**What is needed:**
Reply solely with the number of lines, in the records underneath, that include the word "backpack".
====== Dataset
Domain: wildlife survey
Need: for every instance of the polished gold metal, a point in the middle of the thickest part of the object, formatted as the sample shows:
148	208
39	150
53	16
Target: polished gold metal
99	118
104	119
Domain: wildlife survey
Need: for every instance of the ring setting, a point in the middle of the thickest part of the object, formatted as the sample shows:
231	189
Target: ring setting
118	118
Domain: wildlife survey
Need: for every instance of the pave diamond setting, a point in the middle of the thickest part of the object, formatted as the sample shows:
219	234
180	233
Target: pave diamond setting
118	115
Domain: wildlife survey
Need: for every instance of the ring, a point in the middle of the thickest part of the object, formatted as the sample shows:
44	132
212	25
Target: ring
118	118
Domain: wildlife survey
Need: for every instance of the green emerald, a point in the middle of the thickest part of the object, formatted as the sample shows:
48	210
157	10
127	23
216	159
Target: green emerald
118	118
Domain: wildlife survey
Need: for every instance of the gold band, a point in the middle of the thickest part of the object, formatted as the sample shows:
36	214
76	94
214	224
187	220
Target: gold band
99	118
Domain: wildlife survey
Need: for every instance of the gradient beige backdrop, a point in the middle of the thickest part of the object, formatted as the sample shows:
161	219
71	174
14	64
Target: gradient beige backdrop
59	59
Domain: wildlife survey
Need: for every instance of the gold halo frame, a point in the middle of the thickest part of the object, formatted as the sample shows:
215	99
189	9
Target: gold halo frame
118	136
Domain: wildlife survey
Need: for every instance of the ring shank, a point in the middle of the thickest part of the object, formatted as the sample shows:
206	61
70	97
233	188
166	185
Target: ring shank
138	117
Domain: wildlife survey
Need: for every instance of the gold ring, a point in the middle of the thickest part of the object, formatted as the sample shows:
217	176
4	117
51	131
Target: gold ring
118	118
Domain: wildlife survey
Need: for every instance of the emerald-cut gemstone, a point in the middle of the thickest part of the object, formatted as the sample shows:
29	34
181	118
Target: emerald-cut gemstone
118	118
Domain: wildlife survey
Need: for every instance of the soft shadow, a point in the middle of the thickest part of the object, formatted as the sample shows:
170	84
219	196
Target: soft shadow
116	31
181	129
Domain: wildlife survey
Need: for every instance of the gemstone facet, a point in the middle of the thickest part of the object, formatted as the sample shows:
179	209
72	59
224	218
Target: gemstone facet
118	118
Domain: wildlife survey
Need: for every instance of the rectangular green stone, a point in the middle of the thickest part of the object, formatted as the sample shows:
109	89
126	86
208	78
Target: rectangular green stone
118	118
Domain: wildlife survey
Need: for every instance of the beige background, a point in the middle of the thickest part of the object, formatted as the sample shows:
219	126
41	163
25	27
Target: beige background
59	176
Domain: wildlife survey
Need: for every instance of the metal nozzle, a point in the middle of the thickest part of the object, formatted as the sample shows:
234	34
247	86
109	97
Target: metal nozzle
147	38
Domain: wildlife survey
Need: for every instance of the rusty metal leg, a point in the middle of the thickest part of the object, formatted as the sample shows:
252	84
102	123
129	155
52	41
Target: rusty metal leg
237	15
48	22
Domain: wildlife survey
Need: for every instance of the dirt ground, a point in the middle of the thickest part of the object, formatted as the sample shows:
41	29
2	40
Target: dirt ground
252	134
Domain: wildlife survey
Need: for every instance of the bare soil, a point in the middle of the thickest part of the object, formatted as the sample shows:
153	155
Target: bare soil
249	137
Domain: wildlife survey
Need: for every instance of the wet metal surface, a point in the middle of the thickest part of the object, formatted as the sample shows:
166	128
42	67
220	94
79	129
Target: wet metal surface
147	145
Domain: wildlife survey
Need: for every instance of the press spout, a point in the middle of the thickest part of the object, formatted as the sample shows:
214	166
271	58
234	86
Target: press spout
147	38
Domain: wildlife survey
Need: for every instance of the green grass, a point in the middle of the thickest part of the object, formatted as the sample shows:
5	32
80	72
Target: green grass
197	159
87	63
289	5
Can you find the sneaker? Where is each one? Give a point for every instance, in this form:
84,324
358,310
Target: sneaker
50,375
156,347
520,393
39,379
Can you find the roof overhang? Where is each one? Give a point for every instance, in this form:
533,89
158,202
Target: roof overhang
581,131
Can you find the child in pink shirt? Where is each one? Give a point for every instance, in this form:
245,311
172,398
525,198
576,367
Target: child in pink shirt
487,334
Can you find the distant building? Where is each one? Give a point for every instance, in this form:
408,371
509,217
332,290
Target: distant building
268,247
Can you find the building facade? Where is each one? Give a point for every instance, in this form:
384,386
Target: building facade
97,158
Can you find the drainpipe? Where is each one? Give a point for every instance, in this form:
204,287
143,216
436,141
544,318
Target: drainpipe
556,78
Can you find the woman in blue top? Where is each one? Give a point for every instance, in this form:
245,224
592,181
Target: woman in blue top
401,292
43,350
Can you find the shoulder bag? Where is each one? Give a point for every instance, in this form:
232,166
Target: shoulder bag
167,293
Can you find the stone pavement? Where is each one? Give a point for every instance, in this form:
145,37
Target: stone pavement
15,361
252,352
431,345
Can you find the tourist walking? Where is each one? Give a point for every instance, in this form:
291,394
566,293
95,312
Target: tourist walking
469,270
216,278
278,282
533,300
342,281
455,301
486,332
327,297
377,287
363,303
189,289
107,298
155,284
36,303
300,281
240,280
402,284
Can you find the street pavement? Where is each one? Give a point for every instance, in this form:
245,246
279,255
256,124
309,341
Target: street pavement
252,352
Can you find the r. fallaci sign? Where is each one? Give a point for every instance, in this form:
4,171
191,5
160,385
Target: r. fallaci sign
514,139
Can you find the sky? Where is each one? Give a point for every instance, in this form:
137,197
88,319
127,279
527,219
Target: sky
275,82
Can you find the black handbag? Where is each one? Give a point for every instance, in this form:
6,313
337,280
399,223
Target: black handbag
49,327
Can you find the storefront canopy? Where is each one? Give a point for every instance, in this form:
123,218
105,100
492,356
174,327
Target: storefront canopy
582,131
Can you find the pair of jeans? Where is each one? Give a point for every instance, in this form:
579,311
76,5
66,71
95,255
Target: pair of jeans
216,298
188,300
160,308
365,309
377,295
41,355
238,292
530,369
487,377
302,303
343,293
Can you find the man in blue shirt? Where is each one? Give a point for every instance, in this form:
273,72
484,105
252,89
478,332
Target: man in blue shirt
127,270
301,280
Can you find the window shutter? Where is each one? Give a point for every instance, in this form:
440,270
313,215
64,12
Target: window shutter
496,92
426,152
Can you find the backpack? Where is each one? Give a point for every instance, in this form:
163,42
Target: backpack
============
**Response to this task:**
2